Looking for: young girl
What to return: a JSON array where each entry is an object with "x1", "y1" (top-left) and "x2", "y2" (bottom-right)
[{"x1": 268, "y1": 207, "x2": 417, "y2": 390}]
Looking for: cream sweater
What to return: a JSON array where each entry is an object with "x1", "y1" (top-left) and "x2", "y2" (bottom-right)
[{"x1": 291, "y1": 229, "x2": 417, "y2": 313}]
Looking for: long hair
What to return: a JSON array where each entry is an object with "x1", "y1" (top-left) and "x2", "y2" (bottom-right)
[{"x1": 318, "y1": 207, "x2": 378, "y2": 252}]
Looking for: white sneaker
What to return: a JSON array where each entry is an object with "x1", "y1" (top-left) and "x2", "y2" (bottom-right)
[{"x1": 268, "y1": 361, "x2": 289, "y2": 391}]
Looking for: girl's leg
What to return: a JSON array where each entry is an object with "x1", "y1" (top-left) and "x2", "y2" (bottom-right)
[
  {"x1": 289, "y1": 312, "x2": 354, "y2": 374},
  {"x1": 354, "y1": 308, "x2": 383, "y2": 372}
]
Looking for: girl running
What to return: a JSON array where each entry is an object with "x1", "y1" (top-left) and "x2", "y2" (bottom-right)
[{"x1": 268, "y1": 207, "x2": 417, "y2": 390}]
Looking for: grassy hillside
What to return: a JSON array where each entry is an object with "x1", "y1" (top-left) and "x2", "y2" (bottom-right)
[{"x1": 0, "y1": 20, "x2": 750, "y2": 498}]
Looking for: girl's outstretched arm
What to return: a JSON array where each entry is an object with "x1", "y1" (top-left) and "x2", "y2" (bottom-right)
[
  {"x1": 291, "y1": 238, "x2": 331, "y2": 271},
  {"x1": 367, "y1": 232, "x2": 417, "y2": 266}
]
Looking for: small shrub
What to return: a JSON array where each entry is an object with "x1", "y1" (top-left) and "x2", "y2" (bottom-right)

[DO THIS] Switch "girl's" to "child's" in the entries running from the line that contains "Looking for: white sneaker" through the end of the entries. Return only those lines, with everything else unchanged.

[IN RESPONSE]
Looking for: white sneaker
What to return: a JSON array where each entry is an object with "x1", "y1" (top-left) and "x2", "y2" (bottom-right)
[{"x1": 268, "y1": 361, "x2": 289, "y2": 391}]
Looking for: child's leg
What to return: a JSON array where each entry is an object with "x1", "y1" (top-left) and "x2", "y2" (bottom-right)
[
  {"x1": 289, "y1": 312, "x2": 354, "y2": 374},
  {"x1": 354, "y1": 308, "x2": 383, "y2": 372}
]
Looking for: girl running
What to return: a JSON array where each entry is an object with "x1", "y1" (top-left) and "x2", "y2" (bottom-right)
[{"x1": 268, "y1": 207, "x2": 417, "y2": 390}]
Looking for: grassy hillside
What to return: a JSON array where each entry is an object with "x1", "y1" (top-left) and "x2", "y2" (bottom-right)
[{"x1": 0, "y1": 20, "x2": 750, "y2": 498}]
Looking for: child's outstretched arm
What to return: a JSON array where each entry is an object with "x1", "y1" (top-left) and "x2", "y2" (bottom-right)
[
  {"x1": 291, "y1": 238, "x2": 331, "y2": 271},
  {"x1": 367, "y1": 232, "x2": 417, "y2": 266}
]
Looking for: small shrub
What to return: a JSON array where each entry is an object with "x1", "y1" (top-left) and "x2", "y2" (bottom-right)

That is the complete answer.